> **TASK TO CARRY OUT**: Reproduce all of the records below verbatim, line for line.

Begin LISTED ENTRIES

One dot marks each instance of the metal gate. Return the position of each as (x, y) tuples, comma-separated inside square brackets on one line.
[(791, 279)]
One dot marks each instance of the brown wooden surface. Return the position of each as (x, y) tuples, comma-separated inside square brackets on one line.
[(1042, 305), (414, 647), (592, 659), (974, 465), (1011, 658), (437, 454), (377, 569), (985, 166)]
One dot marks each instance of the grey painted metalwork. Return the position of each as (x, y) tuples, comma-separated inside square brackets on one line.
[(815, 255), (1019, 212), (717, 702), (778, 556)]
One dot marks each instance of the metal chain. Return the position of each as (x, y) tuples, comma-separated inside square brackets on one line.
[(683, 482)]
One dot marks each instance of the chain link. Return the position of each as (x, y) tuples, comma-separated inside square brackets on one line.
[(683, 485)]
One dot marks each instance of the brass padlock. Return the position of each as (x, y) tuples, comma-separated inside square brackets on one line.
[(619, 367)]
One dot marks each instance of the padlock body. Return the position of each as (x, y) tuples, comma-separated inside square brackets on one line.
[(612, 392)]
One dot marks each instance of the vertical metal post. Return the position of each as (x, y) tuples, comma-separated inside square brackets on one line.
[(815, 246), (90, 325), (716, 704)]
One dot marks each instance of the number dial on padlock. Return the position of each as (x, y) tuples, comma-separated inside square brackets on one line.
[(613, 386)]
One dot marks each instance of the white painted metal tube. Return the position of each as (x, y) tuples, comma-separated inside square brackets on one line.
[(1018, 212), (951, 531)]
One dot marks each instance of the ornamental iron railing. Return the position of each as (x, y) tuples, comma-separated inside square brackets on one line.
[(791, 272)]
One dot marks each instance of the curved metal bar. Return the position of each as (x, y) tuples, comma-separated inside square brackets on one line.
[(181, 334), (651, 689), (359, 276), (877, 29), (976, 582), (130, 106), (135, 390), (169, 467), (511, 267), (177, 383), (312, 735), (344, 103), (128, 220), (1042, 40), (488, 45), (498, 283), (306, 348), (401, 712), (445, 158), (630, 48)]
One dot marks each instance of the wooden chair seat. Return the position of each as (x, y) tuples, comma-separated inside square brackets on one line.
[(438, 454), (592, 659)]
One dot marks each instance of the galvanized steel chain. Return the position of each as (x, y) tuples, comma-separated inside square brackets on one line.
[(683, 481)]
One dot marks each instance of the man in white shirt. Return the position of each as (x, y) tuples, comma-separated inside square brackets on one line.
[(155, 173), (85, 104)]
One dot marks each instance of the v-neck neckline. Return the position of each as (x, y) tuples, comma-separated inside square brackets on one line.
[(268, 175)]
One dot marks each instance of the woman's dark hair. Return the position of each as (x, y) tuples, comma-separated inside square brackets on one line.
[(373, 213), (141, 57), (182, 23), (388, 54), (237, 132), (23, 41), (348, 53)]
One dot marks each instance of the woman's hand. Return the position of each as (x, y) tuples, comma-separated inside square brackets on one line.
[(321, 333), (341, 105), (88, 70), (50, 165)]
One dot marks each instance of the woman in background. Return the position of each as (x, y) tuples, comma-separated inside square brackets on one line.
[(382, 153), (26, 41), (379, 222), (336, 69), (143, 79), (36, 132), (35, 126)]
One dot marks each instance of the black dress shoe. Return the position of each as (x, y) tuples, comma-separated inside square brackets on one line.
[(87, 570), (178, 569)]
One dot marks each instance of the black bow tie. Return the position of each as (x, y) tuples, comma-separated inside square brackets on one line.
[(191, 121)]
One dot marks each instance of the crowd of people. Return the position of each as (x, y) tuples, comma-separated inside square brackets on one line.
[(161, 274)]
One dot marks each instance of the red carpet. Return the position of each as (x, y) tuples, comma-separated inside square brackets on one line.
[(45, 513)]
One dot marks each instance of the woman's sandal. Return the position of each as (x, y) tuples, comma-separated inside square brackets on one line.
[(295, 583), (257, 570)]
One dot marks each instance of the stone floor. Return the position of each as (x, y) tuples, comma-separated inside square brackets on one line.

End LISTED ENTRIES

> **EXPECTED ANSWER**:
One dot marks each instance of the metal gate. Return the position of each as (x, y) tuples, comma-separated inside square brackets on one line.
[(791, 279)]
One dot marks each instance of the brown wooden surface. Return the position of each as (x, y) tuples, comma-separated inside square brackets on one line.
[(1042, 305), (414, 647), (592, 659), (974, 465), (1011, 658), (437, 454), (377, 569), (985, 166)]
One dot marks each instance of the grey painted metalwork. Return the position of each as (x, y) tuples, comma-separated inside square brackets on one line.
[(815, 255), (1019, 212), (717, 702), (778, 556)]
One dot marks each instance of the metal chain. Return the position of each as (x, y) tuples, comma-separated inside square brackets on one line.
[(683, 482)]
One dot marks each instance of the chain link. Return the position of each as (x, y) tuples, comma-separated inside square brackets on one line.
[(683, 485)]
One dot marks each instance of the brass padlock. Return the position of each as (x, y) tuples, comma-separated inside square brackets on one line.
[(619, 367)]
One dot marks each instance of the padlock body. Return the position of each as (x, y) tuples, comma-separated inside square brackets on one line.
[(612, 392)]
One dot marks each instance of the vertical metal post. Return the position of each as (x, y) tuples, comma-separated inside square brackets on one line.
[(815, 246), (90, 325), (716, 704)]
One dot marks each instance of the number dial on padlock. Return the position of each as (x, y) tuples, comma-separated inside square brackets on one line.
[(613, 386)]
One dot marks each instance of the white painted metal tube. Return the position of each as (x, y) tuples, comma-separated inside square brackets on one line.
[(1018, 212), (951, 531)]
One dot marks each instance of the ornamental iron railing. Return the position of each as (x, y) tuples, comma-separated inside square brackets on one line.
[(791, 272)]
One dot marks each instance of the curved metal bar. Return the position of each as (x, y) tuples, comma-separated inside square brackets on one line.
[(181, 334), (651, 689), (359, 276), (877, 29), (976, 582), (130, 106), (135, 390), (169, 467), (511, 267), (177, 383), (312, 735), (344, 103), (128, 220), (1042, 40), (488, 45), (498, 283), (306, 348), (401, 712), (445, 158), (630, 48)]
One dot marks each instance of the wooden chair seat. Return the position of each as (x, y) tuples, comma-separated inside square brackets on one line.
[(438, 454), (592, 659)]
One dot marks each instance of the galvanized steel chain. Return the position of each as (x, y) tuples, comma-separated inside square brackets on one line.
[(683, 481)]
One dot marks each instance of the man in white shirt. Return the position of each as (x, y) tuples, comma-separated inside square brackets on one line.
[(155, 173), (85, 104)]
One dot marks each instance of the v-neck neckline. Return the position of each as (x, y) tuples, comma-separated inside square brackets on one line.
[(268, 175)]
One dot marks each instance of the woman's dark hair. Return the position of each as (x, y) tuples, comma-separated inside square brackets on one line.
[(373, 213), (141, 57), (182, 23), (388, 54), (237, 132), (23, 41), (348, 53)]
One dot marks each instance of the woman's hand. Return the position of each as (x, y) tuples, comma-separated inside square brackets on one line.
[(321, 333), (341, 105), (88, 70), (50, 165)]
One dot marks each instance of the woman in background. Return the position of each as (x, y) tuples, comma-separated inside square brackets on one line.
[(382, 153), (26, 41), (379, 222), (336, 69), (143, 79), (36, 132), (35, 126)]
One dot marks each instance of the black dress shoe. Return the position of each as (x, y) tuples, comma-separated inside square brackets on one line.
[(87, 570), (178, 569)]
One dot marks each instance of the black bow tie. Return the position of each as (x, y) tuples, comma-separated inside square brackets on one line.
[(191, 121)]
One dot marks each instance of the crowd of people. Return the position of each as (x, y) tuples, comma-separated inside square brackets on one line.
[(161, 274)]
One dot marks each instance of the red carpet. Return the position of each as (x, y) tuples, comma-separated inside square brackets on one line.
[(45, 513)]
One dot marks each instance of the woman's sandal. Return the position of each as (x, y) tuples, comma-separated inside square brackets on one line.
[(295, 583), (257, 570)]
One dot marks each instance of the stone floor. Return the position of each as (x, y) tuples, comma-separated inside square brackets on one line.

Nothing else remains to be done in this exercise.